**The request:**
Return every line of the items below that contains the string "molded", matching case exactly.

**Information provided:**
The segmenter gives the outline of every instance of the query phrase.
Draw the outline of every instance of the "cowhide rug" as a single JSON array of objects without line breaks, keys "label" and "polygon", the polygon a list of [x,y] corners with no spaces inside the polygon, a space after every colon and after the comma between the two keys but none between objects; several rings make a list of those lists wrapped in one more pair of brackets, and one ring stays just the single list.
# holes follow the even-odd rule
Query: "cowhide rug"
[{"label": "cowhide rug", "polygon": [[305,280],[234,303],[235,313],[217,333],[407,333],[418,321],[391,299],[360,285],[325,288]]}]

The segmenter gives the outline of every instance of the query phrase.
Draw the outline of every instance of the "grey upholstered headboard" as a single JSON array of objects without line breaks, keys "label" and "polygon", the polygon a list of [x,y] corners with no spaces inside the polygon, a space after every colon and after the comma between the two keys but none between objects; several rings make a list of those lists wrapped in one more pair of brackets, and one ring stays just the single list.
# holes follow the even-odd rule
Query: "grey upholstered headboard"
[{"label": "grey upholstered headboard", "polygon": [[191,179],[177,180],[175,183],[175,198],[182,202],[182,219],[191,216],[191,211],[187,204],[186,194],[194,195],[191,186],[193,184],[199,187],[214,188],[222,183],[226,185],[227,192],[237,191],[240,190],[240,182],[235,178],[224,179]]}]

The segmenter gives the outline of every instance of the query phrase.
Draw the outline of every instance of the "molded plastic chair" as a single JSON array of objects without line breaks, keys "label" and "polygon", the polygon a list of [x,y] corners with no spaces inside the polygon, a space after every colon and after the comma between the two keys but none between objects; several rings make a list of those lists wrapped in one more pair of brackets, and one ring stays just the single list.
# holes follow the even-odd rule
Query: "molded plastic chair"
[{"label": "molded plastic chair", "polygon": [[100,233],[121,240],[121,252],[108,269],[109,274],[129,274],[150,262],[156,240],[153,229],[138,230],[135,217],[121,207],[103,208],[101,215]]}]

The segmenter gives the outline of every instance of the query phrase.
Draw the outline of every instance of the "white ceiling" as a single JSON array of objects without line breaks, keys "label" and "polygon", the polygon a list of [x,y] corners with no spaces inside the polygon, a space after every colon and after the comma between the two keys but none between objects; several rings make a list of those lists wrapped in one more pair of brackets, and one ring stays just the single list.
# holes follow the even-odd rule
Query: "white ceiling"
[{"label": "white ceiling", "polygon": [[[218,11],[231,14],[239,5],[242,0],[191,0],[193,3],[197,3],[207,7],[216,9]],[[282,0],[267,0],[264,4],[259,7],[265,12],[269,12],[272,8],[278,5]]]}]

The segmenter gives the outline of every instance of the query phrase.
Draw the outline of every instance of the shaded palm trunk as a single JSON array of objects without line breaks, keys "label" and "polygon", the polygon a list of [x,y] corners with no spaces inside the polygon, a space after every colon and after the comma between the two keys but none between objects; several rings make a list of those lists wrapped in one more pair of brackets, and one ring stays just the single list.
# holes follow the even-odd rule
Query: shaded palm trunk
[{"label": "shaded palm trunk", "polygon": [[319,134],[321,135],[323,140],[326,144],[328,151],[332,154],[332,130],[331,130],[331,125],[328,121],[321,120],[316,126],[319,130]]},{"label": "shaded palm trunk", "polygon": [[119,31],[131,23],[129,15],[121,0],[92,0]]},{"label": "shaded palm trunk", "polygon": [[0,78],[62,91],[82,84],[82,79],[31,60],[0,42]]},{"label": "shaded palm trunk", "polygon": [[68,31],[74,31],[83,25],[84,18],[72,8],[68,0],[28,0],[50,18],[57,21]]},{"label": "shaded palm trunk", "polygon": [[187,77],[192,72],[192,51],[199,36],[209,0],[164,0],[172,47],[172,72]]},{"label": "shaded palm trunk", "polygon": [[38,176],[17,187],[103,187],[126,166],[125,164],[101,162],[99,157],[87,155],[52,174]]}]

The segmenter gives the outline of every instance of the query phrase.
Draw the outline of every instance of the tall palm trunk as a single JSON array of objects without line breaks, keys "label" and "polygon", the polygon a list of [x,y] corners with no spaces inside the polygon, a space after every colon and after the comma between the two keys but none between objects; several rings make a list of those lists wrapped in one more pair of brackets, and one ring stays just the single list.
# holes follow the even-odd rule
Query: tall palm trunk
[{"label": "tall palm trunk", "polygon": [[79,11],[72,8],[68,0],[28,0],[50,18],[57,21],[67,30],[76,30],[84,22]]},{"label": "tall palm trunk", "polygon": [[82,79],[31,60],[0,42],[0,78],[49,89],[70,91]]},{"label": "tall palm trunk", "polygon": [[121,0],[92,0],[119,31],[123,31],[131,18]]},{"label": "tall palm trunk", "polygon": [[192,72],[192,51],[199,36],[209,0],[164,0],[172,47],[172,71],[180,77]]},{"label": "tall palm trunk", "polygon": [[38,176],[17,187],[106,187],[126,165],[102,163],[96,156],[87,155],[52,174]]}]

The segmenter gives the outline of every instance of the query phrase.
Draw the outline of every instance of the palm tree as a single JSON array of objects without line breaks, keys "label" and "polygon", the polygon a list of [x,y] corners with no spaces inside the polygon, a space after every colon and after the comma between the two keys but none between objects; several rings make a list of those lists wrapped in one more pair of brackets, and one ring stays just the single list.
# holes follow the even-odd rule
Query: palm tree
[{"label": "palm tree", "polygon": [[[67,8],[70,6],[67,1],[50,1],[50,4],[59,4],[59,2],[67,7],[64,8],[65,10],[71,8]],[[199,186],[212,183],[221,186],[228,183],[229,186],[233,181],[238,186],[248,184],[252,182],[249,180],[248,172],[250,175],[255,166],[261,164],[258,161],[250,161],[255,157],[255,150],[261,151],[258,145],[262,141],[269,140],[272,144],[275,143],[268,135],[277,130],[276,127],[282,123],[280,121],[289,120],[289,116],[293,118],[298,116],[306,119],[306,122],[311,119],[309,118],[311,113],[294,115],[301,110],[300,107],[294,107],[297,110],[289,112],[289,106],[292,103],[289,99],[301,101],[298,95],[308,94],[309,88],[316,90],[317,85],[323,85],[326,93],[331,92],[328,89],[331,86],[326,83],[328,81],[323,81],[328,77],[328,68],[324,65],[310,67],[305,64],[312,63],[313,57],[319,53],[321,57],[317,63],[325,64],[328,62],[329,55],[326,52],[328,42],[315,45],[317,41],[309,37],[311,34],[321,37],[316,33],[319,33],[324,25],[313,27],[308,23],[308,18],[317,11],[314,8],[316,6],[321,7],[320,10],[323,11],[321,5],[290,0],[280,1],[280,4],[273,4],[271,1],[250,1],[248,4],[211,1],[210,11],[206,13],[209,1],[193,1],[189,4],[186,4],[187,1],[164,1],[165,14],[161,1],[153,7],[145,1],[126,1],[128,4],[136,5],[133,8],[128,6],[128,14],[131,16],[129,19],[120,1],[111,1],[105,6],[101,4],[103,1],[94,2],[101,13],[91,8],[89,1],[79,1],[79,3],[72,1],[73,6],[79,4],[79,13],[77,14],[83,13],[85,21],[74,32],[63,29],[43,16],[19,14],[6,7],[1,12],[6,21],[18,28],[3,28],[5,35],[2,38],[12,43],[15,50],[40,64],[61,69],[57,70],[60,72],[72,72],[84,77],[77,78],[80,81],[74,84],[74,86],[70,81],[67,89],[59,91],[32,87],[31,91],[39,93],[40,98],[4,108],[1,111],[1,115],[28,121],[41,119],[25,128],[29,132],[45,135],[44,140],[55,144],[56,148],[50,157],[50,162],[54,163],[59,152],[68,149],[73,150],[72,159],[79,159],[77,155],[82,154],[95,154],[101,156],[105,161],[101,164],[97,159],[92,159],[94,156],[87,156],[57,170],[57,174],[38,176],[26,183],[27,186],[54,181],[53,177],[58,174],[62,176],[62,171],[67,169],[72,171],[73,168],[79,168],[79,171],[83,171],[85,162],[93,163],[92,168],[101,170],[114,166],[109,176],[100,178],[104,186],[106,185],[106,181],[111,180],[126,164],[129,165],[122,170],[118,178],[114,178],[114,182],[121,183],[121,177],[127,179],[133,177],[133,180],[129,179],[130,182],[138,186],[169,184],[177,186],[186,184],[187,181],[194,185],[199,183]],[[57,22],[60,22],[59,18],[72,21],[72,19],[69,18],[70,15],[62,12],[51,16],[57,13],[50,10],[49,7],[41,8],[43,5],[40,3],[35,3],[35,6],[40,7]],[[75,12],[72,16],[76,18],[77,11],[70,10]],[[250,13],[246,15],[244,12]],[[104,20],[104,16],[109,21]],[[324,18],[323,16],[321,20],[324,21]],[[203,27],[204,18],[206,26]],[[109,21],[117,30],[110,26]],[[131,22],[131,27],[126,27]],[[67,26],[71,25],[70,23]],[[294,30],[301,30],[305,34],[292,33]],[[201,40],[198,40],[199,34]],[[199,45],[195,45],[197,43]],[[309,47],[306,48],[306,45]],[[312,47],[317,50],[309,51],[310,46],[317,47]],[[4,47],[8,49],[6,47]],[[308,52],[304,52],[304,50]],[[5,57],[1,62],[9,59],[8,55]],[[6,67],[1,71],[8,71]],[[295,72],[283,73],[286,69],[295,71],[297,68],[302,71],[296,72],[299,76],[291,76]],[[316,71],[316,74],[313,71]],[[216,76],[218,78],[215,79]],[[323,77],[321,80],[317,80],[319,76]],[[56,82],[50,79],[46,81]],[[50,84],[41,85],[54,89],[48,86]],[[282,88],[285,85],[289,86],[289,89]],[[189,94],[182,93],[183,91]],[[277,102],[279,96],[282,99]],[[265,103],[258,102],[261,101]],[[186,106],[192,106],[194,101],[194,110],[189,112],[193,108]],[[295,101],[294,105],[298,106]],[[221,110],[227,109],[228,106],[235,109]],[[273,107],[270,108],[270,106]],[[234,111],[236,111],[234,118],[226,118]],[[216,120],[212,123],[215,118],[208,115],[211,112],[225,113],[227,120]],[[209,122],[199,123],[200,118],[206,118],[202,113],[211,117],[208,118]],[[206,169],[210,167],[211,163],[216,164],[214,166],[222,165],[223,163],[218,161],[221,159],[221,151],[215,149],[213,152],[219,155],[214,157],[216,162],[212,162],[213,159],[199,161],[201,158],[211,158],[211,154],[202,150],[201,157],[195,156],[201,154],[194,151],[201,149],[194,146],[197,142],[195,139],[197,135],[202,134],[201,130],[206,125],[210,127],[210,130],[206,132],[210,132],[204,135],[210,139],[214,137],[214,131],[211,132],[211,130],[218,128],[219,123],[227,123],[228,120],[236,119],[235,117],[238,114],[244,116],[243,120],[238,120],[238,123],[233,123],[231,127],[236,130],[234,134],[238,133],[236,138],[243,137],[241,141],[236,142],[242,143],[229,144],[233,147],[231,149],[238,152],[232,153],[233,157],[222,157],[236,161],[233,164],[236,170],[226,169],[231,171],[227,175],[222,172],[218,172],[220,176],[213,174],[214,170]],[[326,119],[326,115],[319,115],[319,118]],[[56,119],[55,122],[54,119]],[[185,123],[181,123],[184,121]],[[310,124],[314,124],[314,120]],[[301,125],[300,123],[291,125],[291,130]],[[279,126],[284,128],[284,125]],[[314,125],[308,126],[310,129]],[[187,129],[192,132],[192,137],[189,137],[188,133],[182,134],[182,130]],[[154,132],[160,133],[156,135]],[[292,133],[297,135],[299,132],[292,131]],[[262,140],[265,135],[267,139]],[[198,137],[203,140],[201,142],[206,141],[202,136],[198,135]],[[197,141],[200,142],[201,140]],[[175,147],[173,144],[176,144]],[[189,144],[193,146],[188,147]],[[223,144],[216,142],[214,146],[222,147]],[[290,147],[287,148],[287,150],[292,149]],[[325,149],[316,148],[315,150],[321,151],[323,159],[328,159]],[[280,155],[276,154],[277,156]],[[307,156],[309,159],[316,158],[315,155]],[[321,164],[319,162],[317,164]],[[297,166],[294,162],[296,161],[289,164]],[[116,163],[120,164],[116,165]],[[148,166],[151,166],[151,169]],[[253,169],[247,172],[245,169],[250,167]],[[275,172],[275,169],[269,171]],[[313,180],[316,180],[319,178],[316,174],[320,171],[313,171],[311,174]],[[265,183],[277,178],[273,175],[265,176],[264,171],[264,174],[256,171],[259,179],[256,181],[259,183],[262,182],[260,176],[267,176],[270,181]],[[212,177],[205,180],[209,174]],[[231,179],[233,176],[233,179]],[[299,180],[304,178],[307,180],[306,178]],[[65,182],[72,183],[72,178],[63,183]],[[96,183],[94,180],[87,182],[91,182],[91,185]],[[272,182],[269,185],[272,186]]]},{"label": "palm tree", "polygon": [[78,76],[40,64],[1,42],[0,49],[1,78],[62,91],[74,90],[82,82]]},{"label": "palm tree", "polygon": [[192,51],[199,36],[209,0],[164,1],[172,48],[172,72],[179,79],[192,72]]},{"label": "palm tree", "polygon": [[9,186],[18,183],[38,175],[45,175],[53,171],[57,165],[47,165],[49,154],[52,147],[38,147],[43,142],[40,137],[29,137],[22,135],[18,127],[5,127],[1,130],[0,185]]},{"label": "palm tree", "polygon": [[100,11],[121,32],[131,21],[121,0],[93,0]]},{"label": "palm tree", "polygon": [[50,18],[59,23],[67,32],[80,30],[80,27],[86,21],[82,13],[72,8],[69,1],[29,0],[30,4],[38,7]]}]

**Answer to the problem:**
Draw the outline of every instance of the "molded plastic chair" as a single JSON array of objects without line breaks, keys "label" and "polygon", the polygon a list of [x,y] corners with no spaces inside the polygon, a space after every colon and after the comma between the two keys but none between objects; several rings make a list of those lists wrapped in one more pair of brackets, and one ring stays just the single list.
Query: "molded plastic chair"
[{"label": "molded plastic chair", "polygon": [[100,233],[121,240],[121,252],[108,269],[109,274],[129,274],[150,262],[156,240],[153,229],[138,230],[135,217],[121,207],[103,208],[101,215]]}]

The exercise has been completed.